> [PROBLEM TO WORK ON]:
Copy every line of the records that contains the string "facade", with case counting.

> [DATASET]:
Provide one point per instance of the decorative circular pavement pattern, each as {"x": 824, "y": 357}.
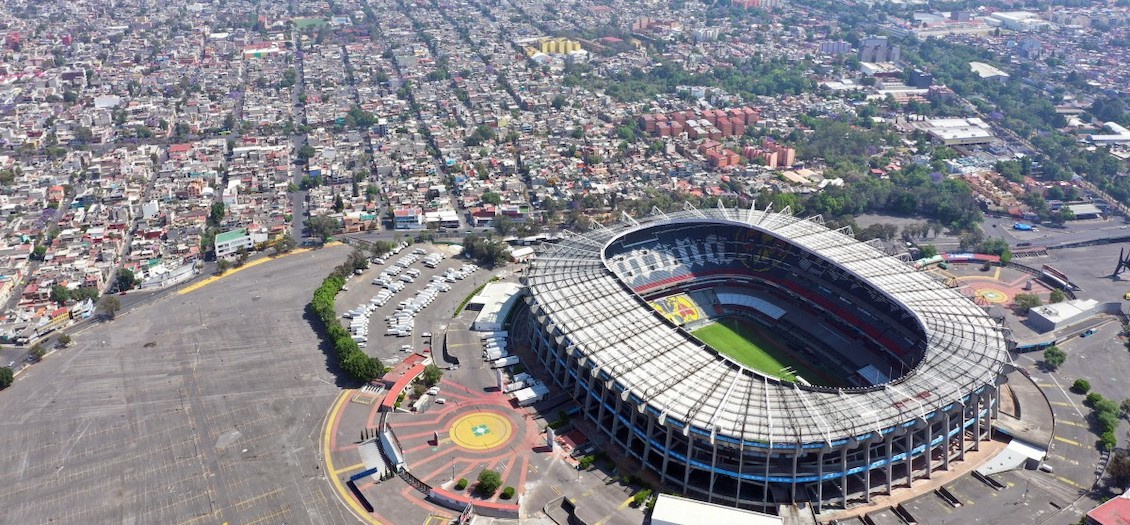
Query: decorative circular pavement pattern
{"x": 992, "y": 295}
{"x": 480, "y": 430}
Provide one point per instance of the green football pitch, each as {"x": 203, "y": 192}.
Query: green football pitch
{"x": 741, "y": 343}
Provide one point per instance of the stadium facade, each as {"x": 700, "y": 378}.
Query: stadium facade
{"x": 929, "y": 360}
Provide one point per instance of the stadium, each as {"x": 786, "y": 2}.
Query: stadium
{"x": 752, "y": 358}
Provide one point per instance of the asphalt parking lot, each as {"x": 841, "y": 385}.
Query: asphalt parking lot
{"x": 199, "y": 408}
{"x": 433, "y": 318}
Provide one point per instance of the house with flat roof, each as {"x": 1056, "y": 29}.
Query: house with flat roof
{"x": 228, "y": 243}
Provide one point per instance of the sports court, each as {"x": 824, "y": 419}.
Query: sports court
{"x": 741, "y": 342}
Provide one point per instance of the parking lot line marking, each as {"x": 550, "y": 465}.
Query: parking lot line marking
{"x": 347, "y": 469}
{"x": 1069, "y": 442}
{"x": 1070, "y": 482}
{"x": 1065, "y": 395}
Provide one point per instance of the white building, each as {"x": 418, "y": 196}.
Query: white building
{"x": 1049, "y": 317}
{"x": 228, "y": 243}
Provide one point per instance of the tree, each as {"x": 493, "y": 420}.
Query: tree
{"x": 489, "y": 481}
{"x": 37, "y": 351}
{"x": 285, "y": 244}
{"x": 84, "y": 134}
{"x": 217, "y": 213}
{"x": 1026, "y": 302}
{"x": 1109, "y": 440}
{"x": 60, "y": 294}
{"x": 1119, "y": 469}
{"x": 492, "y": 198}
{"x": 1054, "y": 357}
{"x": 322, "y": 226}
{"x": 503, "y": 225}
{"x": 432, "y": 375}
{"x": 241, "y": 256}
{"x": 109, "y": 306}
{"x": 125, "y": 279}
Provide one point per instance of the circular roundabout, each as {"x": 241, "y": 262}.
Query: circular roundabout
{"x": 991, "y": 295}
{"x": 480, "y": 431}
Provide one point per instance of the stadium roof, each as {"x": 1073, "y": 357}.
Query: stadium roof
{"x": 683, "y": 383}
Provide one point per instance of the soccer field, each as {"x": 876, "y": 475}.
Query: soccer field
{"x": 741, "y": 343}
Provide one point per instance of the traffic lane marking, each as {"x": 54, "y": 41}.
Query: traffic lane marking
{"x": 347, "y": 469}
{"x": 1070, "y": 482}
{"x": 338, "y": 487}
{"x": 1069, "y": 442}
{"x": 623, "y": 506}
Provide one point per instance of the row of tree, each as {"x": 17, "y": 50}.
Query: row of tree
{"x": 487, "y": 251}
{"x": 351, "y": 358}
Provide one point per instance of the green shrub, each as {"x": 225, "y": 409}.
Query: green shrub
{"x": 489, "y": 481}
{"x": 641, "y": 497}
{"x": 351, "y": 359}
{"x": 587, "y": 462}
{"x": 1109, "y": 440}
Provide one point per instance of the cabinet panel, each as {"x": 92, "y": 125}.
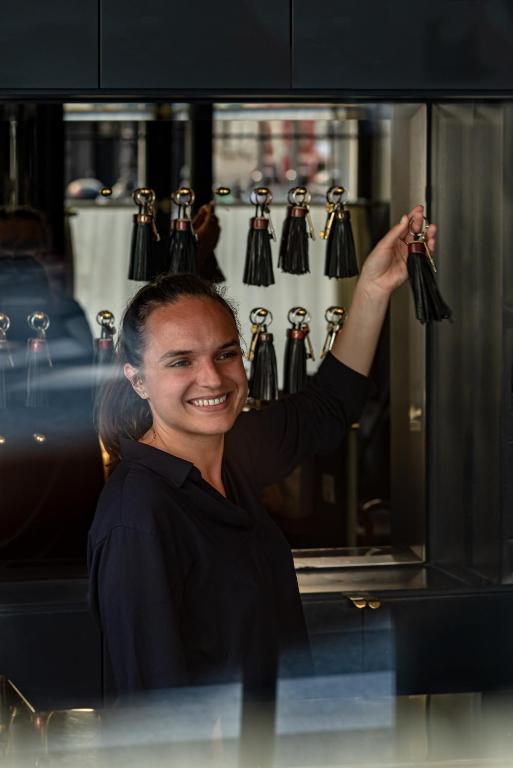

> [TASK ANSWER]:
Provide one point per instance of the stadium facade, each as {"x": 700, "y": 378}.
Query: stadium facade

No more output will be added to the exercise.